> **Exercise details**
Keep every line in which "hockey" occurs and drop the rest of the data.

★ ★ ★ ★ ★

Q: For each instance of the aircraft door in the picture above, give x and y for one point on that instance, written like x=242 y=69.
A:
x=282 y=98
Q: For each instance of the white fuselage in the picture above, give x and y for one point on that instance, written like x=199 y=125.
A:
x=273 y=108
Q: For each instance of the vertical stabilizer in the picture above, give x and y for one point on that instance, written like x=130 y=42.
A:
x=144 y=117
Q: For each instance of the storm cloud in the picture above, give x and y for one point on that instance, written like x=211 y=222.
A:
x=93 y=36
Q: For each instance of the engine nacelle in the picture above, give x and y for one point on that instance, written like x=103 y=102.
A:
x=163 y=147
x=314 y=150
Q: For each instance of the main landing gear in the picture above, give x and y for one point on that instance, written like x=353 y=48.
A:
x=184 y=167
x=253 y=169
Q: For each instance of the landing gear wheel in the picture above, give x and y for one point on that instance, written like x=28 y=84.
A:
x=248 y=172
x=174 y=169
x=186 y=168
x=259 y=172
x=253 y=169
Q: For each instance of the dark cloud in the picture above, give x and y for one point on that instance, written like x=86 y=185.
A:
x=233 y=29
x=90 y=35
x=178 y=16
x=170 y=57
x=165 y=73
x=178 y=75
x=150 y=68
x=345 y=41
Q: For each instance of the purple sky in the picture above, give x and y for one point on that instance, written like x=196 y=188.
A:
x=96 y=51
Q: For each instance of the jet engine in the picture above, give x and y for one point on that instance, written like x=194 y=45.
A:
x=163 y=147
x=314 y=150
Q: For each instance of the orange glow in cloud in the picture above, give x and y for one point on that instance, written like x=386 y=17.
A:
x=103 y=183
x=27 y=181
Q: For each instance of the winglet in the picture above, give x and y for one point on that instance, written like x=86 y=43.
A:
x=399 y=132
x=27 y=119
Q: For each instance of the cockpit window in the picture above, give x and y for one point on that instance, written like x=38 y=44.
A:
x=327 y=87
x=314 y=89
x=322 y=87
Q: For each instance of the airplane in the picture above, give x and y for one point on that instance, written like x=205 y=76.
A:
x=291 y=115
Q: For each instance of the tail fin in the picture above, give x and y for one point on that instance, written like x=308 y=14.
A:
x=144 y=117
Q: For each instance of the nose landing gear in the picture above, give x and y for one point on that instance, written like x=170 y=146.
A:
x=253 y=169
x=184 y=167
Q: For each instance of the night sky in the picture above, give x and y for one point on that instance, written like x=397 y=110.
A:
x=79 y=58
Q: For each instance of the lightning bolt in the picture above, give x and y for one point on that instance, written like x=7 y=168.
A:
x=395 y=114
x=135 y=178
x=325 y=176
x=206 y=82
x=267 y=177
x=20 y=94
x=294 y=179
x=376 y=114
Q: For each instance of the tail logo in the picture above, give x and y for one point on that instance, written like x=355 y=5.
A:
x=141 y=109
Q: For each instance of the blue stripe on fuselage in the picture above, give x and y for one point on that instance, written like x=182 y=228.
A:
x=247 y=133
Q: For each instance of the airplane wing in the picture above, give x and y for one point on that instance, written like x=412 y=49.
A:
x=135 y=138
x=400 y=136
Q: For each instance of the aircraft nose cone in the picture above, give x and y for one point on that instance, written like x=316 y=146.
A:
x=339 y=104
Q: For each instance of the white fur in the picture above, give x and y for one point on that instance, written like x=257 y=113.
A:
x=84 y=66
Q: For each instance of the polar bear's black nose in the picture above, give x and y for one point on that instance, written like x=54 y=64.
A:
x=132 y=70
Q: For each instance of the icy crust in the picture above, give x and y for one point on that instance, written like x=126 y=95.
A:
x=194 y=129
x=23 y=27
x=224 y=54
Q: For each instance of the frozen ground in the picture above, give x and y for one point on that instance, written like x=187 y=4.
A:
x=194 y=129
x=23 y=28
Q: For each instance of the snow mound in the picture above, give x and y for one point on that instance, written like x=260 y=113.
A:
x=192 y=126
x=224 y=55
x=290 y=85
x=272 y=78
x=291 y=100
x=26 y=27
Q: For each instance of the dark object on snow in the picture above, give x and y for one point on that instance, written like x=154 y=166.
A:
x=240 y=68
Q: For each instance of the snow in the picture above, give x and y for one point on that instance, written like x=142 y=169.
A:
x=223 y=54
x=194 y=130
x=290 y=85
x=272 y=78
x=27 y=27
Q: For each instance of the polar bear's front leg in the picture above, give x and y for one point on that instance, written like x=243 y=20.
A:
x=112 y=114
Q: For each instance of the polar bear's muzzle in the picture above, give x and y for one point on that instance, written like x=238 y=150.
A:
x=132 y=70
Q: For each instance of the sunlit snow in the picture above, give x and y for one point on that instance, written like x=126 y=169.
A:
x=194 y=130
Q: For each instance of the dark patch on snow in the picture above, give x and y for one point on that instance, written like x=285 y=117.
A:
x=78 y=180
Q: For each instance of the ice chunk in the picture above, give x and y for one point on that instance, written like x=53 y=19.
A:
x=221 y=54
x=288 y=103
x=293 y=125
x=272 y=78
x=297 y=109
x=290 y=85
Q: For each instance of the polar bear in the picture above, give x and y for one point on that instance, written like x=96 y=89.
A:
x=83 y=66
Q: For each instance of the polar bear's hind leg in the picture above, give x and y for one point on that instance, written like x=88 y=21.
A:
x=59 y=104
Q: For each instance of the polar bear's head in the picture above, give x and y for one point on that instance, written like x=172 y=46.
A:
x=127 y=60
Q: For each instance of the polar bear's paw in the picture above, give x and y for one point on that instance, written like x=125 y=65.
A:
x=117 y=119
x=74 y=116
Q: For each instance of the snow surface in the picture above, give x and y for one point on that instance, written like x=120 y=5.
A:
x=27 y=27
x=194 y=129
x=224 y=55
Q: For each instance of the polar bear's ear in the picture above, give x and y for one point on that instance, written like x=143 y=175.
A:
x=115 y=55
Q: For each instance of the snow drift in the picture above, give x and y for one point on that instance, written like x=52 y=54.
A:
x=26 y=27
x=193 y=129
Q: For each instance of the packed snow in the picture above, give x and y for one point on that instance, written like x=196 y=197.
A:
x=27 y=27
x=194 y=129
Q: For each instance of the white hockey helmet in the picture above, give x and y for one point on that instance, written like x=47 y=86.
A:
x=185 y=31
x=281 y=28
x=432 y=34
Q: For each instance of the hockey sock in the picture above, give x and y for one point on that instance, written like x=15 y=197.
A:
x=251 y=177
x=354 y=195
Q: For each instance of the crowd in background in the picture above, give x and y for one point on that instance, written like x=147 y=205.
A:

★ ★ ★ ★ ★

> **Expected answer**
Q: For each instance of the white hockey helmet in the picture above, give x and y for one point on that instance, written like x=47 y=86.
Q: For each instance of the hockey sock in the picture above, give x and y for one point on that instance, written like x=15 y=197.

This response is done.